WHAT IS NEEDED
Reproduce only the lines of the records below starting with the line containing "Locate man's hand and produce bounding boxes." and going on through the line containing "[606,0,769,183]", changing "produce" to "return" and keeping everything else the same.

DATA ENTRIES

-------------------------

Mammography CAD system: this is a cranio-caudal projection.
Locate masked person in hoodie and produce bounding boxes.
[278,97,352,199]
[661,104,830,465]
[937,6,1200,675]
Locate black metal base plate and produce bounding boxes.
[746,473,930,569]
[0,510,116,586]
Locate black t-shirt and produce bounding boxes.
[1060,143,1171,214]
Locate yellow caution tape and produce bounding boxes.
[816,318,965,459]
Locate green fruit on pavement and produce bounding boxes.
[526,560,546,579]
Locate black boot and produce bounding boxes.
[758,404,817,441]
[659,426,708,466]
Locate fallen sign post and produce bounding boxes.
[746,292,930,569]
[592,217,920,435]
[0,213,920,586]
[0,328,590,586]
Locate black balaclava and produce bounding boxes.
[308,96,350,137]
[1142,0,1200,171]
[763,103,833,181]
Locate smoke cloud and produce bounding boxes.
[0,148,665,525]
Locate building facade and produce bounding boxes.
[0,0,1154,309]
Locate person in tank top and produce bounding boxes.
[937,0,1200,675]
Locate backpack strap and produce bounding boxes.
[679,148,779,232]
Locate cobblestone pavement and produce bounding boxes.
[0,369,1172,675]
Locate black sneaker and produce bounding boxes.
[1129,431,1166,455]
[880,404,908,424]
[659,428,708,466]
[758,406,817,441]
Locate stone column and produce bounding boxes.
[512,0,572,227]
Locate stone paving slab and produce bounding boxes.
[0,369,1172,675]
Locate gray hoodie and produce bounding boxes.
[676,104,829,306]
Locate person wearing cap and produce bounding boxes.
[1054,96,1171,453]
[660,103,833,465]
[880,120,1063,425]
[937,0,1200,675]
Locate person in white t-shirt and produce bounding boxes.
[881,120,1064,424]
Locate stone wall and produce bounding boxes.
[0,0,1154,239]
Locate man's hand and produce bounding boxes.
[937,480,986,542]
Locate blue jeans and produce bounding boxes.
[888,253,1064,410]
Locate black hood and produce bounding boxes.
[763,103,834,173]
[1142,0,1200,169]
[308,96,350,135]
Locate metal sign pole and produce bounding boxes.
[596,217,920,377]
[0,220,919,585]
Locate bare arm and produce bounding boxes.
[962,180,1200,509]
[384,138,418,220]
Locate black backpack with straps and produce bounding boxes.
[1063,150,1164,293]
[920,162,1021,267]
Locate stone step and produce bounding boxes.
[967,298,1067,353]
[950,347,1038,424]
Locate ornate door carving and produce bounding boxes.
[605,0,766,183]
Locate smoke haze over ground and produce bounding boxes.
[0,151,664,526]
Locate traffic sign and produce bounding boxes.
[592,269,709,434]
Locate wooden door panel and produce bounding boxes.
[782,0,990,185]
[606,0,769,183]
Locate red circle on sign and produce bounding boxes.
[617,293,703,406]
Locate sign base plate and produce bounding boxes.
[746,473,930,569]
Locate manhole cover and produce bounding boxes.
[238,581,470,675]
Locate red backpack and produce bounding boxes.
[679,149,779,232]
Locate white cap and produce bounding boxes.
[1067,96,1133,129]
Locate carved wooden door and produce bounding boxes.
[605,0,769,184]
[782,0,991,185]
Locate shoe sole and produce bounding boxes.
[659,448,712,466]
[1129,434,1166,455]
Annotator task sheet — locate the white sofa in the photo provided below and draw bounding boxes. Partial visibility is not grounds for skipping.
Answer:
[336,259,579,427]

-------------------------

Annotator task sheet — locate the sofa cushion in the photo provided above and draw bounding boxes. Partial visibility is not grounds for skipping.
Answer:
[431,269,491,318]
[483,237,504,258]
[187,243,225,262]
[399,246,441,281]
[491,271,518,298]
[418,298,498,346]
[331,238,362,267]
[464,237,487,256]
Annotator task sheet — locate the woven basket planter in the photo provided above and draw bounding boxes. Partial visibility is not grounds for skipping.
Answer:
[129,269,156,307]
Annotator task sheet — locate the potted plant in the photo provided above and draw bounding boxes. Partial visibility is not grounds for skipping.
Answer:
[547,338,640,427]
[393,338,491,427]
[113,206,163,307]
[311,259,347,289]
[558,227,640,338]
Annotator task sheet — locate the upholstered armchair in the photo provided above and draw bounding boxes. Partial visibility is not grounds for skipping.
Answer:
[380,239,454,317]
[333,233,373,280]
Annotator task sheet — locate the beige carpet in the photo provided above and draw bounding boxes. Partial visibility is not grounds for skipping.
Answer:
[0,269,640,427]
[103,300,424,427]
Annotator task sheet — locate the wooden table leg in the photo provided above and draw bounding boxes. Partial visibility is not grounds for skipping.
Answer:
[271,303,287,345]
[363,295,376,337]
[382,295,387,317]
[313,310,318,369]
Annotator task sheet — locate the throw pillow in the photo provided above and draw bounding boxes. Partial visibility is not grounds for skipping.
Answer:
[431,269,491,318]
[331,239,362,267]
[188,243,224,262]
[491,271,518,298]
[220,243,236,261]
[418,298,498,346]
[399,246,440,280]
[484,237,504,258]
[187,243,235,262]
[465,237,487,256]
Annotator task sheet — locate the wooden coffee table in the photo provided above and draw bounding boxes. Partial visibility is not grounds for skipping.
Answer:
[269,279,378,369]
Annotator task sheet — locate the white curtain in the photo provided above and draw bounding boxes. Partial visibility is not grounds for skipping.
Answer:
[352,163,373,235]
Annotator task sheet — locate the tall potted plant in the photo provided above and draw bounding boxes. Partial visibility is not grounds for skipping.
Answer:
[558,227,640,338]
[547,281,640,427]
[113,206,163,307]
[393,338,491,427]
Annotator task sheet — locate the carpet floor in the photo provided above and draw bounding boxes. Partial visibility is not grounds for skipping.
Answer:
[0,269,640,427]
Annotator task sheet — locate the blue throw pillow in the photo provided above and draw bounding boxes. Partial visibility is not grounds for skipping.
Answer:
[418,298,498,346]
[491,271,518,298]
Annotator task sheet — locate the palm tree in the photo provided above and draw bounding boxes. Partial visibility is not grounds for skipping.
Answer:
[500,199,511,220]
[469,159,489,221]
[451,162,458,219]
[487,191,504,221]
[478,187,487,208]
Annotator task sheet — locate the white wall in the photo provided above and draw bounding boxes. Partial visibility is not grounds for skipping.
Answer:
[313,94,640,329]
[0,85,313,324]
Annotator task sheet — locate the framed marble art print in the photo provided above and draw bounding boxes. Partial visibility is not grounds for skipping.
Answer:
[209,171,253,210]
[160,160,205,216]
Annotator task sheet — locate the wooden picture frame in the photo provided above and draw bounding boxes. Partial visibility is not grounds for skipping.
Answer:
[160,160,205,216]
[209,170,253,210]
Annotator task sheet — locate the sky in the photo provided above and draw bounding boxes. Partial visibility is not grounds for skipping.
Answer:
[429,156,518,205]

-------------------------

TASK SOLUTION
Locate man's hand and return bounding boxes.
[937,480,986,542]
Locate blue jeans and return bounding boxes.
[888,253,1064,410]
Locate black hood and return bounding boxes.
[763,103,834,173]
[1142,0,1200,169]
[308,96,350,135]
Locate metal sign pole and return bounding boxes.
[596,217,920,377]
[0,220,919,585]
Locate bare arm and return bounding boxes.
[962,180,1200,509]
[384,138,418,220]
Locate black backpack with straps and return bounding boxes.
[1063,150,1164,293]
[920,162,1021,267]
Locate stone step and return bounding boxes.
[967,298,1067,353]
[950,347,1038,424]
Locate ornate door carving and return bounding boxes.
[605,0,766,183]
Locate smoke haze over ground and return bounding boxes.
[0,151,664,526]
Locate traffic sign and return bounding boxes.
[592,269,709,434]
Locate wooden door panel and return bounding boxes.
[782,0,990,185]
[606,0,769,183]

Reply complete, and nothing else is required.